- _REQUIRED WORK_
**a)** Translate this sentence from the Phoenician bug report into Spanish: "Ubuntu 9.10 added a system font for Phoenician so it displays correctly."
**b)** Echo everything in the Phoenician bug report from "Bug #459991 reported" down to "it displays correctly.", copying it without changes.

Ubuntu
openoffice.org package

Unicode Phoencian block, 1090X, not displayed in correct direction

Bug #459991 reported by Phil Stone on 2009-10-24

This bug affects 1 person

Affects		Status	Importance	Assigned to	Milestone
	openoffice.org (Ubuntu)	Expired	Undecided	Unassigned

Bug Description

Binary package hint: openoffice.org

Ubuntu 9.10 added a system font for Phoenician so it displays correctly.

Open Office can display the characters, but should display them like Hebrew, where they advance right-to-left. This is not happening and is a bug.

Note the right-to-left icons do allow whole paragraphs of Phoenician, but like Hebrew the individual words should advance just like Hebrew.

Phil

ProblemType: Bug
Architecture: i386
Date: Sat Oct 24 12:56:25 2009
DistroRelease: Ubuntu 9.10
Package: openoffice.org-core 1:3.1.1-5ubuntu1
ProcEnviron:
LANGUAGE=
PATH=(custom, no user)
LANG=en_US.UTF-8
SHELL=/bin/bash
ProcVersionSignature: Ubuntu 2.6.31-14.48-generic
SourcePackage: openoffice.org
Uname: Linux 2.6.31-14-generic i686
XsessionErrors: (<unknown>:3577): Gdk-CRITICAL **: gdk_window_get_origin: assertion `GDK_IS_WINDOW (window)' failed

Tags:

Revision history for this message

Phil Stone (philstone) wrote on 2009-10-24:

Dependencies.txt Edit (3.6 KiB, text/plain; charset="utf-8")

Revision history for this message

Chris Cheney (ccheney) wrote on 2009-10-28:

Did you actually put the document into that language setting? If not it is probably set to your default language of US English...

Changed in openoffice.org (Ubuntu):
status:	New → Incomplete

Chris Cheney (ccheney) on 2010-05-13

tags:

added: karmic

Revision history for this message

Chris Cheney (ccheney) wrote on 2010-05-14:

We're closing this bug since it is has been some time with no response from the original reporter. However, if the issue still exists please feel free to reopen with the requested information. Also, if you could, please test against the latest development version of Ubuntu, since this confirms the bug is one we may be able to pass upstream for help.

Changed in openoffice.org (Ubuntu):
status:	Incomplete → Expired

Revision history for this message

Phil Stone (philstone) wrote on 2010-05-14:

Download full text (4.3 KiB)

Let me give a few closing comments for anyone that may find this bug/thread in the future and wonder what happened.

This was one of several bugs I found while investigating the Phoenician unicode block. I was setting out to type set a Bible using Phoenician, since this was the alphabet the Bible was originally written in. I also needed a complete tool chain for dealing with this alphabet. I eventually did get that done, link below. If anyone reading this in the future doesn't have a launchpad account, and needs the Phoenician resources I'll mention below, please use the contact links from the following website/page.

http://www.bibletimepress.com/bibles

This Open Office bug was by far the smallest of the bugs I found, though it was an early one since it was easy to test parts of the needed tool-chain.

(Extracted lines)
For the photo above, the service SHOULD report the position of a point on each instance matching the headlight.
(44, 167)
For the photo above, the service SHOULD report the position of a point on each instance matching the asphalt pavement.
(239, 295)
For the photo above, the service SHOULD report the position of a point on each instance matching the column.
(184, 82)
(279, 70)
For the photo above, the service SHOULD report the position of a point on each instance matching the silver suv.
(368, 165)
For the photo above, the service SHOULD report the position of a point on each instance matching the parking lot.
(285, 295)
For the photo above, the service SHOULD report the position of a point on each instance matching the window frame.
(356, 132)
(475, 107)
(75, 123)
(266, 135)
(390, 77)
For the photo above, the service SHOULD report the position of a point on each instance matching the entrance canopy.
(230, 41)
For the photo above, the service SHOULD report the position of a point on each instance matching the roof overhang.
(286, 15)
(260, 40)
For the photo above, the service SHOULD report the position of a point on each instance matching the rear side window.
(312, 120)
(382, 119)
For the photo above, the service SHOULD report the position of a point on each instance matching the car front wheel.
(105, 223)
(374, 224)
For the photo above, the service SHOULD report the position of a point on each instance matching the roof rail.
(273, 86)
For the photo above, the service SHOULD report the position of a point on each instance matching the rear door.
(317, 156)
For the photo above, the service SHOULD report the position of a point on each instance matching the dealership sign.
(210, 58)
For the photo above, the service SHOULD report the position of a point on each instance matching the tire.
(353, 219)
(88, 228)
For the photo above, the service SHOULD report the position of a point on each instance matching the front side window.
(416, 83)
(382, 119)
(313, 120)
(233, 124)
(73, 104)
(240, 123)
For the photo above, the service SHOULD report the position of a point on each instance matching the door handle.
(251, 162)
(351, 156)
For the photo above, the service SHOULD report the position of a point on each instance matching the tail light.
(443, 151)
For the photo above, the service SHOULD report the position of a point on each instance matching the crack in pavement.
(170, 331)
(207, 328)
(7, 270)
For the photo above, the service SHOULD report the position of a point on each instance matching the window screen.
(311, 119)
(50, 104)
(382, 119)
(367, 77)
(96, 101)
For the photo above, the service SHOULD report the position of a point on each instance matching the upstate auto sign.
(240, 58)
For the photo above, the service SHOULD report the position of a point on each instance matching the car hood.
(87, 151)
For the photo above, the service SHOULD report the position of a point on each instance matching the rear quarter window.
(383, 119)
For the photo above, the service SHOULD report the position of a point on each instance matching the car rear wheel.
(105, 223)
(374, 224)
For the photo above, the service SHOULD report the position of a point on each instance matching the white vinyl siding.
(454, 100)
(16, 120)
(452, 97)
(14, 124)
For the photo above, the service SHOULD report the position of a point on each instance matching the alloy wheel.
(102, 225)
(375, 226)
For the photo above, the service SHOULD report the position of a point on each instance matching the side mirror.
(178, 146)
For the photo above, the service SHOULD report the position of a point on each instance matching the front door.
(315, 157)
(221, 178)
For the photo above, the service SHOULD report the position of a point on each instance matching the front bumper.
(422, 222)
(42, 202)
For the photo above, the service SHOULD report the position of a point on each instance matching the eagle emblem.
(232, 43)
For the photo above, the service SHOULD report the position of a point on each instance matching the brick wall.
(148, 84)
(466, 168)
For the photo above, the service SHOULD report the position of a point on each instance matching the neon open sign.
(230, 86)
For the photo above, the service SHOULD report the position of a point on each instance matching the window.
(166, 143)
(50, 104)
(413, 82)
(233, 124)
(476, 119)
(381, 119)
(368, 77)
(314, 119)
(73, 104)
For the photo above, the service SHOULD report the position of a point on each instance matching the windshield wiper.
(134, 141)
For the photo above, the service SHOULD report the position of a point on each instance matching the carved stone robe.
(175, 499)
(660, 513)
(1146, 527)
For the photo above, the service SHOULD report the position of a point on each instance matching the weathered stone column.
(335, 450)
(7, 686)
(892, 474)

- _RESPONSE LIST_
**a)** Ubuntu 9.10 añadió una fuente del sistema para el fenicio, de modo que se muestra correctamente.

**b)**
Bug #459991 reported by Phil Stone on 2009-10-24

This bug affects 1 person

Affects		Status	Importance	Assigned to	Milestone
	openoffice.org (Ubuntu)	Expired	Undecided	Unassigned

Bug Description

Binary package hint: openoffice.org

Ubuntu 9.10 added a system font for Phoenician so it displays correctly.